● **DIRECTIONS**: Reproduce, word for word, the stretch from "What qualifies Denby" through "don’t appreciate it." in the column below on Al Gore's film.
═══ SELECTED EXTRACT
‘Inconvenient Truth’ is proof of fundamentalist left

Al Gore’s “An Inconvenient Truth,” confirms my suspicion that there are fundamentalists of the left as well as fundamentalists of the right. Both have pet beliefs that they hold sacred and will defend against any challenge. In Gore’s case, global warming caused by humans is an article of faith. To question it is heresy. Ignoring it will lead to perdition. His movie isn’t “An Inconvenient Hypothesis.” It’s gospel TRUTH.

Critic David Denby, reviewing “An Inconvenient Truth” for the New Yorker, treats the movie reverently – uncritically, in fact. It’s fascinating how closely his secular interpretation of Gore’s movie follows a religious, biblical script. In Denby’s view, Gore has been to the mountain top and come back down with infallible truth chiseled in stone.

“Anyone in possession of a major truth that he can’t get others to accept begins to feel that he’s losing his mind,” wrote Denby. “The skepticism he meets turns him into a soreheaded obsessive. : Al Gore has been in possession of a major truth about global warming for more than 30 years.”

What qualifies Denby to make that pronouncement – or Al Gore to utter his dire prophecies, for that matter – is left unsaid. It’s enough for Denby that Gore’s science is “vivid and terrifying.” Ironically, his portrait of Gore is the portrait of a religious fanatic – not someone “in possession” of truth so much as possessed by it. We’re supposed to feel sorry for Gore. He’s trying to save us and we don’t appreciate it.
══════
═══ DATA EXCERPT
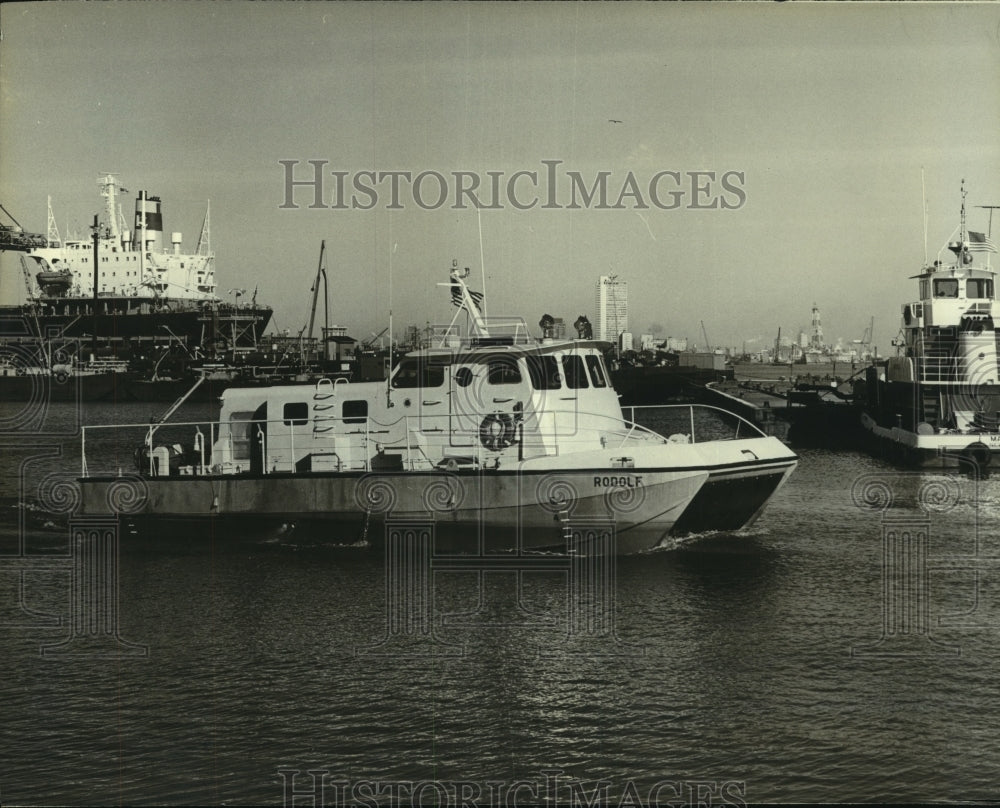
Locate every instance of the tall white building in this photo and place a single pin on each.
(612, 308)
══════
● **EXERCISE ANSWER**:
What qualifies Denby to make that pronouncement – or Al Gore to utter his dire prophecies, for that matter – is left unsaid. It’s enough for Denby that Gore’s science is “vivid and terrifying.” Ironically, his portrait of Gore is the portrait of a religious fanatic – not someone “in possession” of truth so much as possessed by it. We’re supposed to feel sorry for Gore. He’s trying to save us and we don’t appreciate it.